(Text under study):
Both IGF1 and IGF2 are present in the circulation and can be readily detected in plasma. As might be predicted from the pattern of synthesis, circulating IGF1 levels rise during juvenile life and then decline after puberty, while circulating IGF2 levels are highest in the fetal circulation . Circulating IGFs are mostly associated with 6 specifically designed binding proteins (IGFBPs) which exhibit tissue- and stage-specific expression. In vitro, all IGFBPs inhibit the biological activity of IGFs, suggesting that part of their function may be to restrict the availability of biologically active IGFs .
Altogether, these findings weave an intricate pattern of biological activity which this article aims to summarize. The IGF2 protein, its receptors and binding proteins will be elaborated on, and an attempt will be made to establish whether or not IGF2 itself or its interacting proteins may have any associations with key diseases.
In mice, the IGF2 gene resides on chromosome 7 and contains 6 exons; the coding region is confined to only 3 exons (fig. 1). The IGF2 gene comprises many alternatively spliced transcripts from different promoters. In the mouse, the expression of the different mouse IGF2 transcripts is dependent on promoter usage, with P0-derived transcripts only expressed in the labyrinthine layer of the mouse placenta, whereas transcripts from P1-P3 are found throughout the developing embryo and placenta .

(Entries provided):
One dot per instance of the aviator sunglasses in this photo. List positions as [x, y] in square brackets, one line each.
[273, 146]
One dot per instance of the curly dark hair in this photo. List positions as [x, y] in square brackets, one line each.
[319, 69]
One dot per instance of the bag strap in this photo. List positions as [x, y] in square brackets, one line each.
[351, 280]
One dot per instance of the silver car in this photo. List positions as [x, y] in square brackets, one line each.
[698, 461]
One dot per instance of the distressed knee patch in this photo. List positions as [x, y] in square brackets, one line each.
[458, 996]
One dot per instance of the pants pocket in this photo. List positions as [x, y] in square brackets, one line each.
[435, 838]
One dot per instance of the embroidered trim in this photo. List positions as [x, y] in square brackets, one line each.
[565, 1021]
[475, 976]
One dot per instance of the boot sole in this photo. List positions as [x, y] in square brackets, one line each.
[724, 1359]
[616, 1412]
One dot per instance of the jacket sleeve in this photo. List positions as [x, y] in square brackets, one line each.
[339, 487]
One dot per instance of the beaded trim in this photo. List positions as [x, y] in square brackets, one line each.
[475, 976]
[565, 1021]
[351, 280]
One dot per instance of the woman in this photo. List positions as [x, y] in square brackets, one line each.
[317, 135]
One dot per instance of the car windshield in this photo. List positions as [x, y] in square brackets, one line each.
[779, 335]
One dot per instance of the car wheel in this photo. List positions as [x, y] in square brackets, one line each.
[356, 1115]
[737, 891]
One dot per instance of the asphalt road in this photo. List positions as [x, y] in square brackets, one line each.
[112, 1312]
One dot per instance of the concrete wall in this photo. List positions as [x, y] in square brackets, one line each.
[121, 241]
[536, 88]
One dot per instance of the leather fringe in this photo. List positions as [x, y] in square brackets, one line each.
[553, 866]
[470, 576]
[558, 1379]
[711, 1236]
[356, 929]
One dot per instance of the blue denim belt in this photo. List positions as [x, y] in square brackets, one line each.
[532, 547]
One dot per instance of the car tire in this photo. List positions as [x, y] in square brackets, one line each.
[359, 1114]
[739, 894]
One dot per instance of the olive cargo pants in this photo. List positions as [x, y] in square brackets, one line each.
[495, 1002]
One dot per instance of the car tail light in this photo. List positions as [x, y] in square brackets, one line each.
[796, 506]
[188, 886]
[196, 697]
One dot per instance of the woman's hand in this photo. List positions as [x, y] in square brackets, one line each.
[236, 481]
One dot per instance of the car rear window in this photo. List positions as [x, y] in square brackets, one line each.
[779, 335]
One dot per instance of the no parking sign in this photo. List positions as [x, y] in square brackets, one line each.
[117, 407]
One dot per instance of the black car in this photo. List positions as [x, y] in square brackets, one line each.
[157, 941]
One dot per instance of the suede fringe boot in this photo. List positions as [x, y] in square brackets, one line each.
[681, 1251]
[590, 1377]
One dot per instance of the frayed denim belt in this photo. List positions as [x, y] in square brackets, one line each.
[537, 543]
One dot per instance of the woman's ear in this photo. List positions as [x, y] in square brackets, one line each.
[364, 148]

==

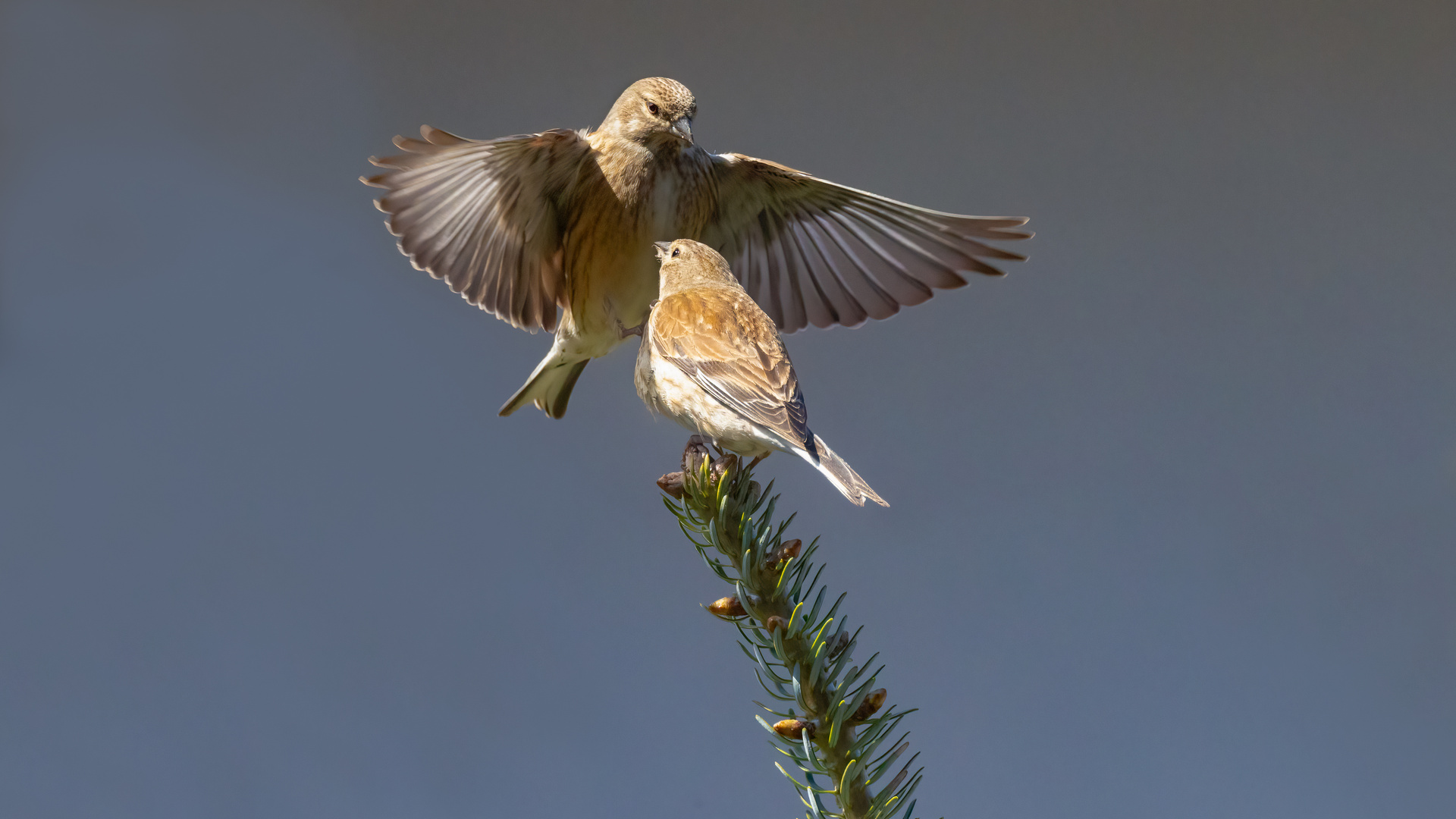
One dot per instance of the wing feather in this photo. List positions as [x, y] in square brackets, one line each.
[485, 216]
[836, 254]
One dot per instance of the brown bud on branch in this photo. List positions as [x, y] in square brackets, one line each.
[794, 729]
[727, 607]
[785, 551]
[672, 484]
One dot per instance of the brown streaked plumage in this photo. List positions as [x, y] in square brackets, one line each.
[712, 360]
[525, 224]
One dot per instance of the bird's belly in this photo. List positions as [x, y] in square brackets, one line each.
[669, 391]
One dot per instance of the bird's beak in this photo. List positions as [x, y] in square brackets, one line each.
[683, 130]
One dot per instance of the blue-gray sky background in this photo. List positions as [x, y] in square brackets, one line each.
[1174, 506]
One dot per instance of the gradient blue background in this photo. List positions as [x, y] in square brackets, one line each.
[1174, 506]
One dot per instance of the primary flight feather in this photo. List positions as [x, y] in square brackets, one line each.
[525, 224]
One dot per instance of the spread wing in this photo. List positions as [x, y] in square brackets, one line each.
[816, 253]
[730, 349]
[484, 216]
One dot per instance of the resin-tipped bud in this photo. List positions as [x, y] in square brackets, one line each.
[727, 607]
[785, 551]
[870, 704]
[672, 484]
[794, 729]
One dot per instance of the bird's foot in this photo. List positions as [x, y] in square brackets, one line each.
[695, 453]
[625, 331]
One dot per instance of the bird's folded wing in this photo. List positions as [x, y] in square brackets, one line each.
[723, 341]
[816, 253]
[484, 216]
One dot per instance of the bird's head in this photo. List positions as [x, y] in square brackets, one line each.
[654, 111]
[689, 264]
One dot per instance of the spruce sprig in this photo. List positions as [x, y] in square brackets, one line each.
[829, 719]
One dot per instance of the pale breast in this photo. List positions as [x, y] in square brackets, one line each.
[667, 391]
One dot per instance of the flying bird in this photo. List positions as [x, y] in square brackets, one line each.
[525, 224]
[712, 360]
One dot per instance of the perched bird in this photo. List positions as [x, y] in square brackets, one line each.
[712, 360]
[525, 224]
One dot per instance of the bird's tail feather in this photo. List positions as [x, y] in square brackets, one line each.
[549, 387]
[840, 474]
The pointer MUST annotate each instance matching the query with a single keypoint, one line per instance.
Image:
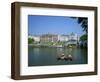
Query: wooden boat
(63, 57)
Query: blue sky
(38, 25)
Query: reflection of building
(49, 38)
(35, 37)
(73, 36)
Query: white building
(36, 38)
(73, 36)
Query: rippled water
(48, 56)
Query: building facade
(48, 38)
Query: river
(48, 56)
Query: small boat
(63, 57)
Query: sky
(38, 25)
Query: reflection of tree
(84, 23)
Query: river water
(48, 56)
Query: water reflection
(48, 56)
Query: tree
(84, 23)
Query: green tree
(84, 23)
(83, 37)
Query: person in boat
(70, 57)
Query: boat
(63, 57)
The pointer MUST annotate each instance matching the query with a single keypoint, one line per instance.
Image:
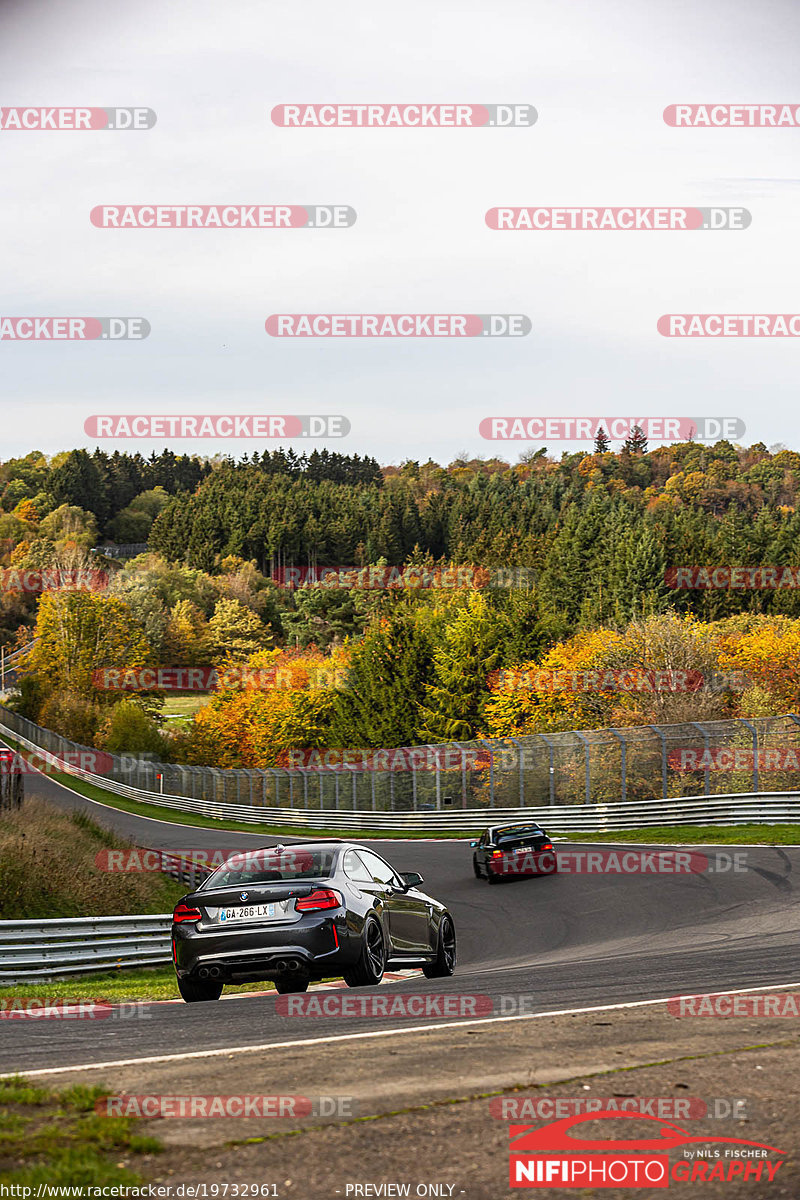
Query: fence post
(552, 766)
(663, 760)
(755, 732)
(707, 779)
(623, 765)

==

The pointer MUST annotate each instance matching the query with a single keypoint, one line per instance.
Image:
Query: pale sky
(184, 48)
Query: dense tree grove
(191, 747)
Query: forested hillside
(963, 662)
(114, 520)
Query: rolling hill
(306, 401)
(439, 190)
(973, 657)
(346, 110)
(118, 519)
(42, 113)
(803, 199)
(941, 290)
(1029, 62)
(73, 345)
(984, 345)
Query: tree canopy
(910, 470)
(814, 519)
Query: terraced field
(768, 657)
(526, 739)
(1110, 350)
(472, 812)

(Your goal):
Answer these from the passage on IGF2:
(a) With how many specifically designed binding proteins are circulating IGFs mostly associated?
(b) On which chromosome does the IGF2 gene reside in mice?
(c) Where are P0-derived IGF2 transcripts expressed?

(Answer to the problem):
(a) Six (the IGFBPs).
(b) Chromosome 7.
(c) Only in the labyrinthine layer of the mouse placenta.